Object position labeling entries:
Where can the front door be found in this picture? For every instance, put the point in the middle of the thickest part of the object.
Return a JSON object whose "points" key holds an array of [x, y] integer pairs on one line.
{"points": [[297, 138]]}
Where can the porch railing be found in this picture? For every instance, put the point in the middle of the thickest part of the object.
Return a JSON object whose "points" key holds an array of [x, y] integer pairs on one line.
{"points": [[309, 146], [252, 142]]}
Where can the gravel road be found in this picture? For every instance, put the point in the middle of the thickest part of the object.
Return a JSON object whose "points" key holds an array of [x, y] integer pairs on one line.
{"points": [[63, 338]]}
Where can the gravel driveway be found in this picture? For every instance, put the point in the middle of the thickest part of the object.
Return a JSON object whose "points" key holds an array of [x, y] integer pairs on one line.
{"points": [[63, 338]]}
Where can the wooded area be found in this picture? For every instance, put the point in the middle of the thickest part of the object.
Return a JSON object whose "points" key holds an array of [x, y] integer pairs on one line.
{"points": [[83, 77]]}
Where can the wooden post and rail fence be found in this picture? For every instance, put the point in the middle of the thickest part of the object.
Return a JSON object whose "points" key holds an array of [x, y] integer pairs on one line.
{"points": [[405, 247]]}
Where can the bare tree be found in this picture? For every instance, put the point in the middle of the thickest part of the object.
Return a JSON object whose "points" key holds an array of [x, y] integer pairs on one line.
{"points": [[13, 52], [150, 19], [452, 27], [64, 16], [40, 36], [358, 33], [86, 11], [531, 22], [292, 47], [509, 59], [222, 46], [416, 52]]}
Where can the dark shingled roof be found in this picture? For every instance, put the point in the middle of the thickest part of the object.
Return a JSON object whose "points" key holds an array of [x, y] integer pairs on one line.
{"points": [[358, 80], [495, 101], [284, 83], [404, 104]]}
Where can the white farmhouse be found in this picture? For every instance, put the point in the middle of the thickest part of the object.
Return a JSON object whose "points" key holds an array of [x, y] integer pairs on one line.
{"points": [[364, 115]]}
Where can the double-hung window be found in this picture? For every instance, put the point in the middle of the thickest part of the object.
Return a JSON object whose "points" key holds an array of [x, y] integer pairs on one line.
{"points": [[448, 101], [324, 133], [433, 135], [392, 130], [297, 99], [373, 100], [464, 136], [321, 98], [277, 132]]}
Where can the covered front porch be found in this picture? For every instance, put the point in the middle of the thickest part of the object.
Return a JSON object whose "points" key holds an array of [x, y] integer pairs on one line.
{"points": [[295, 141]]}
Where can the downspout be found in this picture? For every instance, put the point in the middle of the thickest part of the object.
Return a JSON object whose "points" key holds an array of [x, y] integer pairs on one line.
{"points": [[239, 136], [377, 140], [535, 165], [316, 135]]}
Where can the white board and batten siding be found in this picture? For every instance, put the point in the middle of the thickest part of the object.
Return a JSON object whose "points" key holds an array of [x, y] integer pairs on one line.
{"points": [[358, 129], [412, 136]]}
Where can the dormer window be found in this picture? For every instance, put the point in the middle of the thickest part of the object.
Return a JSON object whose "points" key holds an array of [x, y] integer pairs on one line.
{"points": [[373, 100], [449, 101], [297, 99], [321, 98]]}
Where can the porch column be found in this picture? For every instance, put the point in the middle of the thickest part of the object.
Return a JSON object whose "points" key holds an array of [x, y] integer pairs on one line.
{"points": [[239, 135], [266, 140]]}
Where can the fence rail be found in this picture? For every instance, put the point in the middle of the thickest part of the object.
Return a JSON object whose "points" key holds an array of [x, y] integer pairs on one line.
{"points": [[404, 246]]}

**EXERCISE DETAILS**
Express every line of the entries above as a JSON list of strings, with one string for each line and blank lines omitted.

**COMPLETED TASK**
[
  "Where can the front door be found in this picture? For every instance, put the point in the middle of the thickest part of the object.",
  "Return a JSON object whose \"points\" key holds an array of [x, y] integer pairs on one line.",
  "{\"points\": [[297, 138]]}",
  "Where can the porch railing be found in this picture? For every instance, put the point in the middle of the thickest part of the object.",
  "Return a JSON object whose \"points\" key holds an array of [x, y] integer pairs on one line.",
  "{\"points\": [[309, 146], [252, 142]]}",
  "Where can the gravel road be found in this picture? For every instance, put the point in the middle of the thickest part of the object.",
  "Return a JSON object whose \"points\" key holds an array of [x, y] integer pairs on one line.",
  "{\"points\": [[63, 338]]}",
  "Where can the gravel driveway be found in this picture? For every instance, put the point in the middle of the thickest part of the object.",
  "Return a JSON object whose \"points\" key holds an array of [x, y] integer pairs on one line.",
  "{\"points\": [[63, 338]]}",
  "Where can the wooded area be found in this picture? For every instance, put the point in the middle of the thickest part of the object.",
  "Return a JSON object whose \"points\" key holds an array of [x, y] integer pairs on one line.",
  "{\"points\": [[83, 77]]}",
  "Where can the wooden post and rail fence be found in this picture? For every instance, put the point in the middle of the thickest part of the object.",
  "Return a JSON object whose \"points\" key holds an array of [x, y] integer pairs on one line.",
  "{\"points\": [[405, 247]]}",
  "Where can the bare tree be found in this picture? For every instance, put the point in the middle of the thickest part of the object.",
  "Return a JSON object whose \"points\" key holds an array of [x, y] integer pairs on one line.",
  "{\"points\": [[13, 52], [150, 19], [452, 27], [64, 16], [40, 36], [358, 33], [86, 11], [531, 22], [292, 47], [509, 59], [222, 46], [416, 52]]}",
  "Where can the dark shingled roof be found in this picture? For every instance, put the point in the middle of the thickest part of the object.",
  "Return a JSON object whose \"points\" key holds an array of [x, y] integer pairs on one line.",
  "{\"points\": [[358, 80], [495, 101], [284, 83], [404, 104]]}",
  "Where can the white farmhouse be found in this picture? For every instance, put the point in the middle of the thickest part of the object.",
  "Return a JSON object whose \"points\" key holds an array of [x, y] integer pairs on one line.",
  "{\"points\": [[364, 115]]}",
  "Where can the double-hung window be found in this picture? For every instance, put the point in the middle of the thickest part of the object.",
  "Return a JSON object whose \"points\" key holds an array of [x, y] integer pairs on one line.",
  "{\"points\": [[448, 101], [324, 133], [433, 135], [392, 130], [297, 99], [373, 100], [464, 136], [321, 98], [277, 132]]}",
  "Where can the covered front porch be found in this picture? For every instance, put the point in the middle of the thickest part of the object.",
  "Return a JSON object whose \"points\" key holds an array of [x, y] integer pairs on one line.",
  "{\"points\": [[295, 141]]}",
  "Where can the downspout be found in this picture? For every instance, put the point in the middle of the thickest part of the object.",
  "Return a JSON object whose \"points\" key holds an array of [x, y] integer pairs on one line.",
  "{\"points\": [[239, 136], [377, 140], [535, 165], [316, 135]]}",
  "Where can the white board and batten siding be found in this picture? For every instance, put the point in the middle of the thickest part of the object.",
  "Return a JSON object whose \"points\" key holds an array of [x, y] integer pairs on one line.",
  "{\"points\": [[358, 129], [412, 136]]}",
  "Where can the dormer window be found in this picture? For every instance, put the point in the middle of the thickest part of the object.",
  "Return a JSON object whose \"points\" key holds an array of [x, y] integer pairs on one line.",
  "{\"points\": [[373, 100], [449, 101], [297, 99], [321, 98]]}",
  "Where can the porch column be found in this picture? For every instance, put the point in the middle of the thickest part of the object.",
  "Return a JSON object whose \"points\" key holds an array of [x, y] integer pairs on one line.",
  "{\"points\": [[239, 135], [266, 140]]}",
  "Where can the fence rail be found in this picture? For every instance, put the point in the middle of the thickest part of the object.",
  "Return a JSON object whose \"points\" key holds an array of [x, y] integer pairs on one line.",
  "{\"points\": [[404, 246]]}"
]